— start Listed records —

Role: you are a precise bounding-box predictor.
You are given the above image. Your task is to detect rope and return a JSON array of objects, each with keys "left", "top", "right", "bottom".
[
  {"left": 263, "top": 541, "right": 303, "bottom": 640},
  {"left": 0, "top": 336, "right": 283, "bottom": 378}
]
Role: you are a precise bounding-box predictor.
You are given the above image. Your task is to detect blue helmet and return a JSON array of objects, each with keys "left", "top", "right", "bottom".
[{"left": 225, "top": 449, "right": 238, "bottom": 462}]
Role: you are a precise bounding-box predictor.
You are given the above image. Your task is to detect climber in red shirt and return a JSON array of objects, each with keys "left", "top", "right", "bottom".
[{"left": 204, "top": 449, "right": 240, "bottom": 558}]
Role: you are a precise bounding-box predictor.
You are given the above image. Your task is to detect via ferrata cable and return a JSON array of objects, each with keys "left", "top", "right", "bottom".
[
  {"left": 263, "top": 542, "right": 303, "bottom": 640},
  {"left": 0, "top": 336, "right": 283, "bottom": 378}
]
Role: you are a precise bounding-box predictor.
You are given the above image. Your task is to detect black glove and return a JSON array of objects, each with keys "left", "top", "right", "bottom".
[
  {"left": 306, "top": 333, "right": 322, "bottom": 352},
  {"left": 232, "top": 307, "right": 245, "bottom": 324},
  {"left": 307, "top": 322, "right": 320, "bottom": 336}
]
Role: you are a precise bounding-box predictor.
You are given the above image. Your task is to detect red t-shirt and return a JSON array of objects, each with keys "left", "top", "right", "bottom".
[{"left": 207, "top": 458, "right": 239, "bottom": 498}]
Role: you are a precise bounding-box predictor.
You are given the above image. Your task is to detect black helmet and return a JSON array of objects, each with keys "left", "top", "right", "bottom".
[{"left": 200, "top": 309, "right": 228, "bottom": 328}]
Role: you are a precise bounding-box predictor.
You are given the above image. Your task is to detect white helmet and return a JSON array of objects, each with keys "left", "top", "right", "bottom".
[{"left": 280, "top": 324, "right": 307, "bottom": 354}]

— end Listed records —

Exercise brief: Write out the whole listing again, exactly as it stands.

Reply to the exercise:
Role: you are a precise bounding-box predictor.
You are given the above image. Your task is to detect rope and return a JSON array of objects, each with keys "left", "top", "right", "bottom".
[
  {"left": 263, "top": 541, "right": 303, "bottom": 640},
  {"left": 0, "top": 336, "right": 283, "bottom": 378}
]
Role: you are a precise bounding-box predictor.
You are given the above image. Your task is to detect blue helmet and return a JSON array of objects, each with keys "left", "top", "right", "bottom".
[{"left": 225, "top": 449, "right": 238, "bottom": 462}]
Role: you are a precise bounding-box predictor.
You are given the above image. Your task is to detect climber in red shirt and return a JSON array of objects, each with keys "left", "top", "right", "bottom".
[{"left": 204, "top": 449, "right": 240, "bottom": 558}]
Role: you are a precise bounding-box predictor.
You are given the above image. Your task is to detect via ferrata cable and return a JSON array of objects, each with keys "left", "top", "right", "bottom".
[
  {"left": 263, "top": 542, "right": 303, "bottom": 640},
  {"left": 0, "top": 336, "right": 283, "bottom": 378}
]
Role: you are a precise bounding-box predictor.
You are given the above image. Your task is to detect black glove and return a JSON array of objects, each with keys "left", "top", "right", "bottom".
[
  {"left": 306, "top": 333, "right": 322, "bottom": 352},
  {"left": 232, "top": 307, "right": 245, "bottom": 324},
  {"left": 307, "top": 322, "right": 320, "bottom": 336}
]
Role: you are a precise bounding-box predictor.
You are given the above image. Your task is to detect red t-shirt and return a JSON array of objects, each with keys "left", "top", "right", "bottom".
[{"left": 207, "top": 458, "right": 239, "bottom": 498}]
Role: you are a precise bounding-box predictor.
You are given the above image. Your task is to detect black helmet and return a JSON array of objects, each with keys "left", "top", "right", "bottom".
[{"left": 200, "top": 309, "right": 228, "bottom": 328}]
Role: you are a precise bounding-box predictor.
You are given the above image. Your task is to detect white helmet and return a JSON array of objects, each with keys "left", "top", "right", "bottom".
[{"left": 280, "top": 324, "right": 307, "bottom": 354}]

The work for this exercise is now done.